> _Records_
(begin)

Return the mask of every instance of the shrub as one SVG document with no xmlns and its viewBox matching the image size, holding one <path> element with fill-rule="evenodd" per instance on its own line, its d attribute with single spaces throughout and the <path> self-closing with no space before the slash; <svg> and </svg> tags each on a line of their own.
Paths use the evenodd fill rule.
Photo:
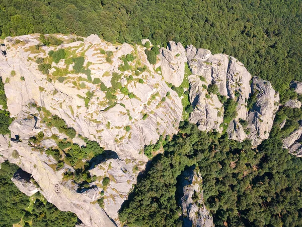
<svg viewBox="0 0 302 227">
<path fill-rule="evenodd" d="M 101 83 L 101 79 L 100 78 L 94 78 L 93 81 L 92 81 L 93 84 L 98 84 L 100 83 Z"/>
<path fill-rule="evenodd" d="M 147 41 L 146 42 L 145 42 L 145 44 L 143 46 L 145 47 L 146 47 L 147 49 L 148 49 L 149 48 L 150 48 L 150 45 L 151 45 L 151 43 L 150 43 L 150 42 L 149 42 L 148 41 Z"/>
<path fill-rule="evenodd" d="M 81 88 L 85 88 L 86 87 L 86 84 L 84 82 L 82 82 L 80 84 L 80 87 Z"/>
<path fill-rule="evenodd" d="M 64 82 L 64 81 L 65 80 L 65 78 L 64 77 L 59 77 L 57 78 L 57 80 L 58 81 L 59 81 L 60 83 L 63 83 Z"/>
<path fill-rule="evenodd" d="M 54 36 L 50 35 L 48 37 L 46 37 L 42 34 L 40 35 L 40 41 L 46 46 L 50 46 L 51 45 L 58 46 L 63 43 L 63 41 Z"/>
<path fill-rule="evenodd" d="M 98 204 L 100 206 L 100 207 L 104 208 L 104 198 L 102 197 L 98 199 Z"/>
<path fill-rule="evenodd" d="M 72 67 L 76 73 L 80 73 L 84 70 L 83 65 L 85 59 L 83 56 L 72 59 L 72 61 L 74 63 L 74 65 Z"/>
<path fill-rule="evenodd" d="M 216 94 L 218 92 L 218 86 L 216 84 L 210 84 L 208 86 L 207 91 L 209 93 Z"/>
<path fill-rule="evenodd" d="M 51 68 L 51 65 L 50 64 L 45 64 L 43 63 L 38 66 L 38 69 L 39 71 L 46 75 L 49 74 L 49 70 Z"/>
<path fill-rule="evenodd" d="M 224 107 L 223 122 L 229 124 L 237 116 L 236 111 L 237 103 L 233 98 L 229 98 L 223 105 Z"/>
<path fill-rule="evenodd" d="M 107 51 L 106 51 L 106 53 L 107 56 L 109 58 L 111 58 L 112 56 L 113 56 L 113 52 L 112 52 L 111 50 L 107 50 Z"/>
<path fill-rule="evenodd" d="M 186 106 L 185 110 L 188 114 L 191 114 L 192 112 L 193 112 L 193 107 L 191 105 L 188 105 L 187 106 Z"/>
<path fill-rule="evenodd" d="M 107 88 L 103 82 L 101 82 L 101 84 L 100 85 L 100 87 L 101 88 L 101 90 L 102 91 L 105 91 L 107 90 Z"/>
<path fill-rule="evenodd" d="M 145 50 L 145 53 L 147 55 L 147 59 L 150 64 L 154 65 L 156 63 L 157 58 L 154 51 L 149 50 L 147 49 Z"/>
<path fill-rule="evenodd" d="M 49 53 L 48 53 L 48 54 Z M 61 59 L 65 59 L 66 53 L 64 49 L 59 49 L 52 54 L 52 60 L 55 63 L 58 64 Z"/>
<path fill-rule="evenodd" d="M 248 126 L 249 125 L 249 123 L 248 123 L 248 122 L 241 118 L 239 119 L 239 123 L 241 124 L 242 127 L 244 129 L 246 129 Z"/>
<path fill-rule="evenodd" d="M 108 63 L 112 63 L 112 60 L 111 60 L 111 59 L 109 56 L 106 57 L 106 61 Z"/>
<path fill-rule="evenodd" d="M 41 64 L 44 62 L 44 59 L 43 58 L 37 58 L 36 59 L 36 63 L 38 64 Z"/>
<path fill-rule="evenodd" d="M 128 95 L 129 94 L 129 90 L 128 90 L 128 88 L 127 88 L 126 87 L 123 87 L 120 89 L 120 90 L 121 92 L 122 92 L 123 94 L 126 95 Z"/>
<path fill-rule="evenodd" d="M 135 59 L 135 57 L 134 57 L 131 53 L 128 53 L 128 54 L 127 54 L 126 55 L 126 59 L 127 62 L 133 62 Z"/>
<path fill-rule="evenodd" d="M 49 51 L 48 51 L 48 55 L 52 56 L 52 55 L 53 55 L 53 53 L 54 53 L 54 51 L 49 50 Z"/>
<path fill-rule="evenodd" d="M 103 181 L 102 182 L 102 185 L 103 185 L 103 187 L 106 187 L 109 185 L 110 183 L 110 179 L 109 179 L 109 178 L 106 177 L 103 179 Z"/>
</svg>

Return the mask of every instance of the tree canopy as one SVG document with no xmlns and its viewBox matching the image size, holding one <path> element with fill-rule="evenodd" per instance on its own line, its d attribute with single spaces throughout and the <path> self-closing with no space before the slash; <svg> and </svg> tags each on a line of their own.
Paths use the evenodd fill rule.
<svg viewBox="0 0 302 227">
<path fill-rule="evenodd" d="M 290 80 L 302 80 L 301 9 L 298 0 L 1 0 L 0 36 L 93 33 L 111 42 L 192 44 L 235 56 L 283 100 L 292 95 Z"/>
</svg>

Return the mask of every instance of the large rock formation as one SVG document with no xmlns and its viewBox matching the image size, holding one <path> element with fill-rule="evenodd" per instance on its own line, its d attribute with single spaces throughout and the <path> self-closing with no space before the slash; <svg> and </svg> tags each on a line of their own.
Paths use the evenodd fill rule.
<svg viewBox="0 0 302 227">
<path fill-rule="evenodd" d="M 215 84 L 220 95 L 233 98 L 237 103 L 237 116 L 227 130 L 229 138 L 239 141 L 251 139 L 254 146 L 267 139 L 279 99 L 270 83 L 254 77 L 251 85 L 251 74 L 233 57 L 213 55 L 208 50 L 197 49 L 192 45 L 187 47 L 186 51 L 193 73 L 189 77 L 190 101 L 193 107 L 190 121 L 197 124 L 201 130 L 222 132 L 222 105 L 216 94 L 210 95 L 207 91 L 208 85 Z M 249 99 L 254 94 L 257 101 L 248 111 Z M 247 121 L 248 126 L 243 127 L 241 123 Z"/>
<path fill-rule="evenodd" d="M 37 50 L 35 45 L 40 43 L 39 37 L 29 35 L 5 40 L 10 49 L 5 56 L 0 54 L 1 75 L 3 81 L 9 81 L 5 88 L 8 109 L 12 116 L 22 115 L 22 106 L 32 99 L 38 105 L 63 119 L 79 134 L 97 140 L 106 149 L 115 151 L 121 158 L 144 161 L 145 156 L 138 152 L 144 145 L 156 142 L 161 134 L 177 132 L 182 112 L 181 100 L 162 76 L 154 72 L 143 47 L 135 46 L 134 53 L 134 47 L 128 44 L 114 45 L 96 35 L 92 35 L 84 41 L 72 42 L 70 42 L 72 36 L 59 35 L 58 38 L 64 40 L 63 44 L 58 47 L 43 46 Z M 16 40 L 21 42 L 14 44 Z M 172 51 L 173 46 L 171 46 Z M 60 48 L 64 48 L 66 54 L 71 56 L 58 64 L 51 63 L 47 53 Z M 111 60 L 100 49 L 112 52 Z M 123 65 L 120 59 L 131 53 L 136 58 L 132 63 L 129 62 L 132 69 L 120 71 L 119 67 Z M 83 67 L 90 70 L 91 79 L 73 70 L 72 57 L 79 56 L 84 56 Z M 39 58 L 50 61 L 49 75 L 38 70 L 35 61 Z M 136 62 L 138 60 L 140 66 Z M 112 62 L 108 63 L 107 61 Z M 147 70 L 141 73 L 137 70 L 143 66 Z M 12 71 L 15 73 L 12 74 Z M 139 75 L 135 72 L 139 72 Z M 138 82 L 140 79 L 142 83 Z M 60 79 L 63 82 L 58 80 Z M 97 80 L 107 88 L 112 87 L 112 83 L 122 82 L 124 90 L 127 89 L 134 97 L 130 98 L 117 88 L 114 88 L 112 94 L 108 91 L 102 91 L 100 82 L 92 83 L 92 80 L 97 82 Z M 168 91 L 171 98 L 162 102 Z M 92 96 L 88 97 L 88 94 Z M 145 115 L 147 118 L 142 119 Z M 24 121 L 15 123 L 14 126 L 24 129 L 11 127 L 11 130 L 20 130 L 21 133 L 30 131 L 34 118 L 26 118 Z M 131 126 L 129 132 L 125 129 L 128 125 Z"/>
<path fill-rule="evenodd" d="M 120 225 L 118 211 L 148 160 L 144 146 L 156 142 L 161 135 L 177 132 L 182 100 L 167 84 L 180 86 L 186 63 L 192 73 L 185 78 L 193 108 L 191 122 L 201 130 L 222 132 L 221 100 L 225 96 L 238 103 L 237 116 L 227 129 L 230 138 L 248 138 L 256 146 L 268 137 L 279 95 L 269 82 L 258 78 L 251 85 L 251 75 L 233 57 L 192 45 L 185 49 L 170 42 L 167 49 L 161 48 L 160 61 L 154 66 L 141 46 L 112 44 L 96 35 L 52 35 L 63 43 L 41 45 L 39 35 L 33 34 L 8 37 L 1 46 L 0 76 L 5 82 L 8 109 L 16 118 L 9 128 L 11 141 L 0 135 L 0 162 L 9 159 L 31 174 L 49 202 L 74 212 L 86 226 Z M 57 53 L 60 49 L 62 58 Z M 162 76 L 159 69 L 155 72 L 159 66 Z M 208 92 L 209 85 L 217 86 L 217 93 Z M 248 110 L 251 95 L 256 101 Z M 72 140 L 47 122 L 55 116 L 75 130 Z M 41 132 L 44 137 L 35 144 L 32 137 Z M 89 166 L 92 181 L 78 188 L 62 176 L 77 168 L 65 163 L 57 169 L 58 162 L 45 151 L 57 149 L 59 141 L 66 139 L 85 146 L 83 137 L 97 141 L 106 152 L 82 160 Z M 105 179 L 108 185 L 103 185 Z M 20 179 L 14 180 L 18 184 Z M 201 179 L 196 174 L 191 180 L 184 191 L 183 212 L 196 226 L 211 226 L 201 189 L 192 182 Z M 192 200 L 194 193 L 197 201 Z"/>
<path fill-rule="evenodd" d="M 290 87 L 293 88 L 298 94 L 302 94 L 302 82 L 298 81 L 291 81 Z"/>
<path fill-rule="evenodd" d="M 198 126 L 202 131 L 215 129 L 221 132 L 220 127 L 223 121 L 223 107 L 219 101 L 217 95 L 209 95 L 205 87 L 206 83 L 201 81 L 195 75 L 189 76 L 190 101 L 193 111 L 190 116 L 189 121 Z"/>
<path fill-rule="evenodd" d="M 40 42 L 38 34 L 5 40 L 7 51 L 5 55 L 0 54 L 0 76 L 6 81 L 8 109 L 16 119 L 10 126 L 10 146 L 8 138 L 0 138 L 1 160 L 8 159 L 31 174 L 49 202 L 76 213 L 86 226 L 115 226 L 114 220 L 118 224 L 117 211 L 147 160 L 142 148 L 155 143 L 161 135 L 177 133 L 181 100 L 155 72 L 144 47 L 114 45 L 96 35 L 84 41 L 54 35 L 63 43 L 36 48 Z M 66 59 L 55 63 L 48 53 L 61 48 Z M 121 59 L 127 54 L 134 59 L 125 69 Z M 82 67 L 80 72 L 74 67 L 79 63 L 73 59 L 84 60 L 83 66 L 81 63 L 77 66 Z M 50 64 L 45 74 L 39 70 L 42 62 Z M 48 115 L 58 116 L 77 134 L 116 152 L 116 157 L 94 161 L 95 166 L 90 172 L 96 180 L 89 189 L 79 190 L 74 182 L 63 179 L 62 174 L 74 172 L 73 168 L 65 163 L 56 170 L 57 162 L 43 152 L 56 147 L 58 140 L 68 138 L 44 122 Z M 40 132 L 44 138 L 33 145 L 29 138 Z M 79 137 L 72 142 L 85 145 Z M 102 179 L 106 177 L 110 183 L 104 188 Z M 98 204 L 101 197 L 104 209 Z"/>
<path fill-rule="evenodd" d="M 250 132 L 248 138 L 254 146 L 257 146 L 269 136 L 279 108 L 279 97 L 269 82 L 258 77 L 253 78 L 252 87 L 256 101 L 247 118 Z"/>
<path fill-rule="evenodd" d="M 285 103 L 284 105 L 290 108 L 300 108 L 302 103 L 296 99 L 289 99 Z"/>
<path fill-rule="evenodd" d="M 302 135 L 302 126 L 300 126 L 297 130 L 294 131 L 288 137 L 283 140 L 283 148 L 289 148 L 294 143 L 298 140 Z"/>
<path fill-rule="evenodd" d="M 180 202 L 185 227 L 214 226 L 213 217 L 203 202 L 202 178 L 194 166 L 184 171 L 180 178 L 182 197 Z"/>
<path fill-rule="evenodd" d="M 36 186 L 30 182 L 31 176 L 30 174 L 18 169 L 12 178 L 12 181 L 19 189 L 28 196 L 31 196 L 39 191 Z"/>
<path fill-rule="evenodd" d="M 167 48 L 161 48 L 161 67 L 164 78 L 168 83 L 179 87 L 185 76 L 185 63 L 187 62 L 185 48 L 181 43 L 170 41 Z"/>
</svg>

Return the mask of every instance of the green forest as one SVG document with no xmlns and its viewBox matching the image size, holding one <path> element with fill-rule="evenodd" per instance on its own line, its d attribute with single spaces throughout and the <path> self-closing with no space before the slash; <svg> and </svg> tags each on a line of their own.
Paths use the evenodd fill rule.
<svg viewBox="0 0 302 227">
<path fill-rule="evenodd" d="M 19 167 L 6 161 L 0 168 L 0 226 L 20 223 L 24 226 L 74 227 L 77 216 L 62 212 L 39 193 L 30 197 L 21 192 L 11 179 Z"/>
<path fill-rule="evenodd" d="M 113 43 L 140 43 L 148 38 L 162 46 L 169 40 L 184 46 L 192 44 L 212 53 L 234 56 L 252 76 L 270 81 L 279 92 L 281 103 L 297 97 L 302 101 L 302 96 L 297 97 L 289 88 L 291 80 L 302 81 L 301 28 L 299 0 L 0 0 L 1 39 L 61 33 L 97 34 Z M 58 60 L 55 62 L 63 53 L 51 52 Z M 155 63 L 158 49 L 146 53 Z M 83 63 L 75 63 L 76 68 L 78 65 L 79 72 L 84 70 Z M 47 74 L 47 66 L 41 65 L 40 70 Z M 236 114 L 232 100 L 224 105 L 227 124 Z M 7 107 L 1 77 L 0 105 Z M 62 119 L 43 111 L 45 123 L 74 137 L 76 132 Z M 176 199 L 178 177 L 195 165 L 202 177 L 204 201 L 215 226 L 302 226 L 302 161 L 282 148 L 282 139 L 299 127 L 301 119 L 301 108 L 280 107 L 269 138 L 256 148 L 248 140 L 232 141 L 225 133 L 206 134 L 195 125 L 181 122 L 177 135 L 165 139 L 162 136 L 155 145 L 145 148 L 145 154 L 152 158 L 149 169 L 123 204 L 120 220 L 129 227 L 181 226 Z M 10 133 L 13 120 L 9 112 L 0 110 L 0 134 Z M 43 137 L 40 134 L 30 140 L 34 143 Z M 79 160 L 104 152 L 96 142 L 86 142 L 87 147 L 80 147 L 60 141 L 64 157 L 58 150 L 46 152 L 58 161 L 59 168 L 64 162 L 74 166 Z M 164 152 L 153 157 L 152 150 L 161 146 Z M 64 177 L 84 187 L 91 178 L 89 167 L 74 174 L 66 172 Z M 11 180 L 18 169 L 7 161 L 1 164 L 0 227 L 17 223 L 24 226 L 74 226 L 78 221 L 75 214 L 59 211 L 39 193 L 29 197 L 20 192 Z"/>
<path fill-rule="evenodd" d="M 148 38 L 225 53 L 271 81 L 282 101 L 302 80 L 298 0 L 0 0 L 0 37 L 97 34 L 111 42 Z"/>
<path fill-rule="evenodd" d="M 225 222 L 228 226 L 301 226 L 302 162 L 282 149 L 286 129 L 280 130 L 278 123 L 269 139 L 252 149 L 250 141 L 206 134 L 182 122 L 179 133 L 165 145 L 165 153 L 154 158 L 145 177 L 138 181 L 120 219 L 129 226 L 181 226 L 177 177 L 195 165 L 216 226 L 225 226 Z"/>
</svg>

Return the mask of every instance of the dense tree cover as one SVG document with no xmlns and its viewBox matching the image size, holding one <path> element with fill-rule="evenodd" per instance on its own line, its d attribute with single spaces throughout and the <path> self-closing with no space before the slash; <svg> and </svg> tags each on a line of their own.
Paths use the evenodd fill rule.
<svg viewBox="0 0 302 227">
<path fill-rule="evenodd" d="M 298 114 L 281 111 L 294 120 Z M 282 149 L 279 120 L 258 149 L 216 133 L 205 134 L 181 123 L 180 132 L 156 156 L 120 212 L 129 226 L 181 226 L 176 201 L 177 178 L 196 164 L 204 199 L 215 226 L 301 226 L 302 162 Z"/>
<path fill-rule="evenodd" d="M 112 42 L 148 38 L 156 44 L 170 40 L 192 44 L 234 56 L 252 75 L 271 81 L 285 100 L 292 94 L 289 82 L 302 80 L 301 4 L 298 0 L 1 0 L 0 36 L 95 33 Z"/>
<path fill-rule="evenodd" d="M 10 112 L 6 110 L 8 107 L 7 97 L 2 77 L 0 77 L 0 105 L 2 105 L 4 109 L 0 109 L 0 134 L 5 135 L 10 133 L 9 126 L 13 122 L 13 119 L 10 117 Z"/>
<path fill-rule="evenodd" d="M 177 178 L 186 166 L 202 158 L 209 139 L 193 125 L 183 123 L 180 129 L 164 146 L 165 153 L 155 157 L 156 161 L 145 178 L 135 187 L 134 198 L 122 209 L 120 219 L 128 226 L 182 226 L 175 198 Z"/>
<path fill-rule="evenodd" d="M 0 169 L 0 226 L 13 226 L 24 215 L 24 209 L 29 205 L 28 197 L 21 192 L 11 180 L 19 168 L 5 162 Z"/>
<path fill-rule="evenodd" d="M 42 195 L 32 196 L 33 199 L 21 192 L 11 180 L 19 167 L 6 161 L 0 169 L 0 226 L 13 226 L 21 223 L 26 226 L 73 227 L 77 216 L 62 212 L 47 202 Z"/>
</svg>

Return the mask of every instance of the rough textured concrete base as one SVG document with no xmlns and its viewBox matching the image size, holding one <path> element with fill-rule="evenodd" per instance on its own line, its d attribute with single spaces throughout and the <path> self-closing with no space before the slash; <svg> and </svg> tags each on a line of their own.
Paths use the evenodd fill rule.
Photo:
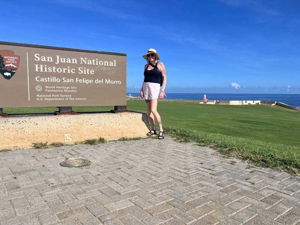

(end)

> _JOB_
Rewrite everything from the line containing "Return the mask of every instance of the green" down to the line containing "161 L 0 168", replacing "green forest" with "dense forest" and leaving all else unchanged.

> _ANSWER FOR THE TASK_
Return the mask of every instance of the dense forest as one SVG document with no xmlns and its viewBox matching the image size, holding one <path> element with fill-rule="evenodd" per instance on its own line, its d attribute with single spaces throughout and the <path> self-closing with no space before the slash; <svg> and </svg> tags each on a line of their own.
Paths use the evenodd fill rule.
<svg viewBox="0 0 302 227">
<path fill-rule="evenodd" d="M 19 167 L 6 161 L 0 168 L 0 226 L 20 223 L 24 226 L 74 227 L 77 216 L 62 212 L 39 193 L 30 197 L 21 192 L 11 179 Z"/>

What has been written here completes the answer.